Herd immunity

Categories: Features

Richard Vines of Wild Beef on the Prince’s Farm Resilience Programme and how it chimes with the Market’s mission to support small producers and bring them closer to their customers


“People talk about the farming industry as one big, single entity,” says Richard Vines of Wild Beef. “That includes industrial agriculture—where you’ve got farms of up to 20,000 acres being managed with helicopters and satellite-controlled tractors, which to me is not farming—and family farms of 100 acres. And it’s the small family farms that are suffering.”

Farming is in many ways (when it comes to the likes of Wild Beef and neighbouring hill farmers down in Dartmoor, at least) rooted in history and custom. What Richard is keen to do is bridge the gap between generations of tradition and modern day best practise, to support those farmers who are struggling. “It’s about connecting those that have, but can’t, with those that can, but haven’t”—that is, bringing together the older generation of farmers, who have the resources yet lack skills such as computer literacy, with the younger generation of farmers who have the know-how, but need a foothold to get on the farming ladder.

“A lot of young people are well educated agriculturally but can’t get into farming because land is too expensive,” says Richard. “Then you have people who are getting old, sitting on a lot of money in the form of valuable properties and land, which they’re not using properly. We have this dichotomy which I’m very conscious of. They won’t survive if they don’t adapt. But it’s not rocket science: it’s just a question of using the young, who are educated, energetic and have much more contact with the outside world, to help their parents who have for decades been rooted to the Moor and continuing to do things in a particular way because it’s how they’ve always done them, rather than best practise.” Which is where The Prince’s Farm Resilience Programme comes in.
=====
▸ WHAT THIS EXERCISE ASKS:
(1) For the feature on Wild Beef and small family farms, state whether each statement agrees with the text, answering yes or no and quoting the deciding words: (a) Richard Vines says the small family farms are the ones suffering; (b) Richard says young people can't get into farming because they lack agricultural education; (c) the hill farmers neighbouring Wild Beef are in Dartmoor.
(2) Continue the feature on Wild Beef and small family farms from the point where it stops.
The data that comes after this text is separate material.

▸ INFORMATION SUPPLIED:
=====
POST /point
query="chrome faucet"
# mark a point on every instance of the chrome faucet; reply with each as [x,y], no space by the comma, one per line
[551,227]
=====
▸ ANSWERS GIVEN:
(1)
(a) Yes: "And it’s the small family farms that are suffering."
(b) No: "A lot of young people are well educated agriculturally but can’t get into farming because land is too expensive"
(c) Yes: "neighbouring hill farmers down in Dartmoor"

(2)
Education and sponsorship
Set up by the Prince of Wales with the aim of providing training and support for small scale dairy and livestock farmers in the UK, the programme provides workshops on topics such as business planning, understanding accounts and budgeting, and exploring ways of maximising each farm’s potential. Part of that involves encouraging the older generation to connect with young farmers and share their respective strengths. “Through the programme I now sponsor someone called Richard Mortimore, who’s my neighbour in Dartmoor. We work together: he helps me when I need someone to do a job with me, I let him use my facilities—the farm, vehicles, tractors if he needs it. We’re linked, if you like, as a unit,” he continues. “He’s been here to the Market and worked on the stall, so he understands what he needs to do to make his animals pay. That really is what The Prince’s Farm Resilience Programme is about.”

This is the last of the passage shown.